#### [Records for the exercise]
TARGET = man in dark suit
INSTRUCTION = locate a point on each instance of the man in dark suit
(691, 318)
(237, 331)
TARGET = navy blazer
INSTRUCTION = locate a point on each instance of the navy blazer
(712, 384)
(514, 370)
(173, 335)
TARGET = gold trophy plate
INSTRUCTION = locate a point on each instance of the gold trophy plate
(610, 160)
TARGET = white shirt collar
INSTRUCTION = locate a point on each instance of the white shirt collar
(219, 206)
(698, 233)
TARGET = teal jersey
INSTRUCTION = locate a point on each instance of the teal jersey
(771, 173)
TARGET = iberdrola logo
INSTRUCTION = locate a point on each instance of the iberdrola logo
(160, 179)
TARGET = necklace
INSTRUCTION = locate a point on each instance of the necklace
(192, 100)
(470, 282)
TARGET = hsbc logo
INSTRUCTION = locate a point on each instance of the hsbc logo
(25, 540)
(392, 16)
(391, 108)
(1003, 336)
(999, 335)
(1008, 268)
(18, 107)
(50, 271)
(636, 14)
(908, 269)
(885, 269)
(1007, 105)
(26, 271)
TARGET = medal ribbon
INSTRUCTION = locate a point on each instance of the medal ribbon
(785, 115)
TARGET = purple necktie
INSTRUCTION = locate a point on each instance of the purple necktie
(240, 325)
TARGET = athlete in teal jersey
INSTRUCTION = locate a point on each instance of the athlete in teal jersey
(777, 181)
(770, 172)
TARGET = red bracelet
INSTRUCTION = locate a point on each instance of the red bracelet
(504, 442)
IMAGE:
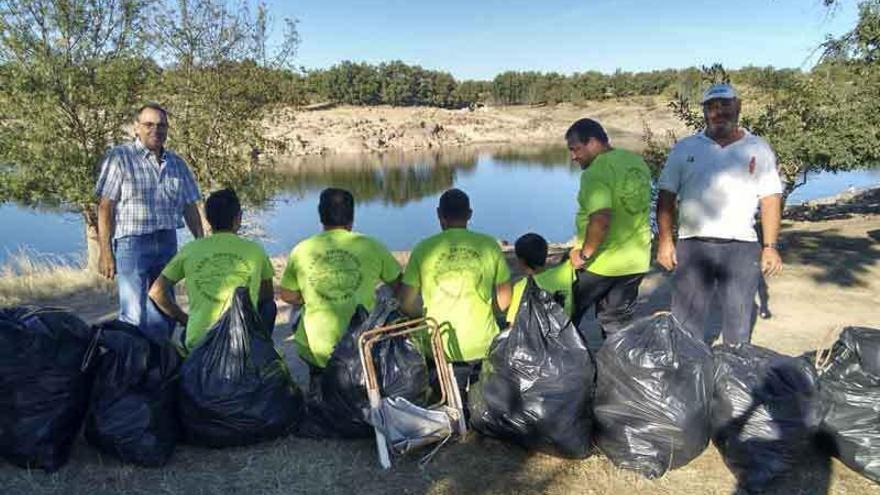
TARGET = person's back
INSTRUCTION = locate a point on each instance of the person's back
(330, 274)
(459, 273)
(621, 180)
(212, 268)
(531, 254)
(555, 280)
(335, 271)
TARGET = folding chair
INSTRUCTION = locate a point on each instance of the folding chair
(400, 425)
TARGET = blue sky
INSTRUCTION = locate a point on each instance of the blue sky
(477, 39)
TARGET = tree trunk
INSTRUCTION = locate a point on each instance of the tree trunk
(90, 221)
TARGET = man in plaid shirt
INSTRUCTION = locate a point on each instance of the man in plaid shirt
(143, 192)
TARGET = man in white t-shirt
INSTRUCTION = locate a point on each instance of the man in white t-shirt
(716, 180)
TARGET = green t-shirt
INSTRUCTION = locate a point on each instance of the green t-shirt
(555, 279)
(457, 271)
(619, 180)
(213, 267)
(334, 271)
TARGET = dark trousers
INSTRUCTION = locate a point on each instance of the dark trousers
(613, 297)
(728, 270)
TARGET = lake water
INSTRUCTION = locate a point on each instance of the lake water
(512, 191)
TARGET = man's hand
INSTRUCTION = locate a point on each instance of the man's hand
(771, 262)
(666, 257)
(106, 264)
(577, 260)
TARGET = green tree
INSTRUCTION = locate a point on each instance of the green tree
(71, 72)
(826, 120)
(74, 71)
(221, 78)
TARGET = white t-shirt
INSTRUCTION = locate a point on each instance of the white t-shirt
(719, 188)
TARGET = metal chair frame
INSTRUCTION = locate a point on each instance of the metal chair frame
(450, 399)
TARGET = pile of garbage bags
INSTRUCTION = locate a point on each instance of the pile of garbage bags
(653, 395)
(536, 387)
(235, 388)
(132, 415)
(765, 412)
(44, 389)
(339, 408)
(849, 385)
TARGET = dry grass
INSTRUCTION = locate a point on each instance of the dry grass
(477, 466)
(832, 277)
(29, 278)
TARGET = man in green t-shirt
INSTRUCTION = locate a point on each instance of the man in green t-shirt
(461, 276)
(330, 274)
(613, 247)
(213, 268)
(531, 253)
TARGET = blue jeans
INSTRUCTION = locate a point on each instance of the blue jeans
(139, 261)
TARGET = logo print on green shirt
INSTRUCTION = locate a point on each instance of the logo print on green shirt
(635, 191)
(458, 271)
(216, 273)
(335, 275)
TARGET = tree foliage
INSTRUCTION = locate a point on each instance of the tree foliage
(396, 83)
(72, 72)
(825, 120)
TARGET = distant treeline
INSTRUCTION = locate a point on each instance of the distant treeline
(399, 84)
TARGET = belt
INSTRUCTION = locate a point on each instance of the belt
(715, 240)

#### [Activity]
Your answer should be the lines of the listing above between the line holding "INSTRUCTION = locate a point on each instance of the dry" and the line holding "TARGET = tree foliage", inclusive, restated word for word and alone.

#### [Response area]
INSTRUCTION = locate a point on each instance of the dry grass
(477, 466)
(832, 277)
(29, 278)
TARGET = man in green t-shirt
INSTRUCTION = locate a point on each instance of the man in green t-shirt
(461, 276)
(330, 274)
(613, 247)
(213, 268)
(531, 253)
TARGET = blue jeans
INSTRUCTION = locate a point on each instance of the blue jeans
(139, 261)
TARGET = logo print on green shirt
INSTRUCTION = locate a point on each instance of the logo print on green shirt
(635, 191)
(458, 271)
(216, 273)
(335, 275)
TARGET = tree foliage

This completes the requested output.